Lines before the one containing "131, row 439." are not wanted. Transcribe that line and all after it exactly, to the end of the entries.

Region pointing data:
★ ★ ★

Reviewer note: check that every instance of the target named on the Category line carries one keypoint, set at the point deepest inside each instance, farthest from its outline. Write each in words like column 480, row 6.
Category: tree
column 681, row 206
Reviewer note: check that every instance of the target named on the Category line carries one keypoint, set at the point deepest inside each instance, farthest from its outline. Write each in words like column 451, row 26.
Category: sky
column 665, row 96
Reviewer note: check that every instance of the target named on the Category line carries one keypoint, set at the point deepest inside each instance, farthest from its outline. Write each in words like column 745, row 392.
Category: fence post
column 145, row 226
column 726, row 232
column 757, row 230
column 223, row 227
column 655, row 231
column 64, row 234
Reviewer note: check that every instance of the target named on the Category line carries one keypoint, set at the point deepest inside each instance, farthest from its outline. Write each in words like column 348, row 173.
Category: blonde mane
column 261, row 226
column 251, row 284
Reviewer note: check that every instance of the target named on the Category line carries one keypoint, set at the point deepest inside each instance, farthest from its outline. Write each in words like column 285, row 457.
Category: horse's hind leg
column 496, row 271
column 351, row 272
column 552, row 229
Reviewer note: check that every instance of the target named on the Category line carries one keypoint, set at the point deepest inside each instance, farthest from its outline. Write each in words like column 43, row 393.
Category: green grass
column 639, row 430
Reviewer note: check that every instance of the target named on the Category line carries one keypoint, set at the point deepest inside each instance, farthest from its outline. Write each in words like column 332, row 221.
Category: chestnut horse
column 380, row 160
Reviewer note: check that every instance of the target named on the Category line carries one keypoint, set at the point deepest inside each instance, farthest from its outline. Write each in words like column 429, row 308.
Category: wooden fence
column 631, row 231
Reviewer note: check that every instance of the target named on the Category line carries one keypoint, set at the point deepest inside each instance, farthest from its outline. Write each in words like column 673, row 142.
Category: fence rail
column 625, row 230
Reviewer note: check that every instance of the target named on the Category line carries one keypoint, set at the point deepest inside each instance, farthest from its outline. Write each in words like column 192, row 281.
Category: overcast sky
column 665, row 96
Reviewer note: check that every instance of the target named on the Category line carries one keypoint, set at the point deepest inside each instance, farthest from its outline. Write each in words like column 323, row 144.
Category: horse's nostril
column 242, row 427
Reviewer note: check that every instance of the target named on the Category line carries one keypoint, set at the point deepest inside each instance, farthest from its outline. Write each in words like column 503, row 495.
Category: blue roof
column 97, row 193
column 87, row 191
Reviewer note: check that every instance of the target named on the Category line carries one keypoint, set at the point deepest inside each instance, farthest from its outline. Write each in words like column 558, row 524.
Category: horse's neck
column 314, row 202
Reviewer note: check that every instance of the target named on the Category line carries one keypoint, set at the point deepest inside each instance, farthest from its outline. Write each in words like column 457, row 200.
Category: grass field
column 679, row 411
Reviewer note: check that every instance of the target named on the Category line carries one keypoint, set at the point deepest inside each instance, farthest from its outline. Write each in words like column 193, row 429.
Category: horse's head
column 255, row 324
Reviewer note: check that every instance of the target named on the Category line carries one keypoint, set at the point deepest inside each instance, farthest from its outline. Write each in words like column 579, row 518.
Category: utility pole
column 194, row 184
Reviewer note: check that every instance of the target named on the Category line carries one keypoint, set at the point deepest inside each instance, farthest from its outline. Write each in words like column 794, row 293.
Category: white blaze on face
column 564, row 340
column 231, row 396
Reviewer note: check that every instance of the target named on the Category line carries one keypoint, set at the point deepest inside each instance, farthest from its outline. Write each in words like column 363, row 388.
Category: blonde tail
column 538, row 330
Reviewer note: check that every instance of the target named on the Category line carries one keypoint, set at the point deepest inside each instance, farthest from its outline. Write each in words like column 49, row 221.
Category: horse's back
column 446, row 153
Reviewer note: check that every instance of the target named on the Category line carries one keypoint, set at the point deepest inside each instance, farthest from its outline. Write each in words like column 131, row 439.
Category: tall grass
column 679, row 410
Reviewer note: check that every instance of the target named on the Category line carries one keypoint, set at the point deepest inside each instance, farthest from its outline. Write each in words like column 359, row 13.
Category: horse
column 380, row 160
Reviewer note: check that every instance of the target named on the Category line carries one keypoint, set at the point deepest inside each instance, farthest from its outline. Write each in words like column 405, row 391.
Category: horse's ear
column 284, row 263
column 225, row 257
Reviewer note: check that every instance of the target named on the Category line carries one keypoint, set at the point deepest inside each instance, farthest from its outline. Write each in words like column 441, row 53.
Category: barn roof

★ ★ ★

Response to the exercise ::
Reviewer note: check that every instance of the target named on the Category line carries one keypoint, set at the point deepest inside each instance, farthest from its outline. Write each in words like column 131, row 439.
Category: tall grass
column 679, row 410
Reviewer note: check that every instance of the target named on the Category line carries one keypoint, set at the point deepest inside each instance, farthest from its outline. Write each in words like column 359, row 13.
Category: horse
column 380, row 160
Reviewer note: check that every instance of the target named on the Category line carries one keypoint, set at the point deepest inside each instance, farthest from its outline. Write each in words like column 405, row 391.
Category: horse's ear
column 284, row 263
column 225, row 257
Reviewer note: check that every instance of the target named on the Category line carries one keypoint, set at the point deepest inside each instance, farthest from its outline. Write each in words like column 441, row 53.
Category: barn roof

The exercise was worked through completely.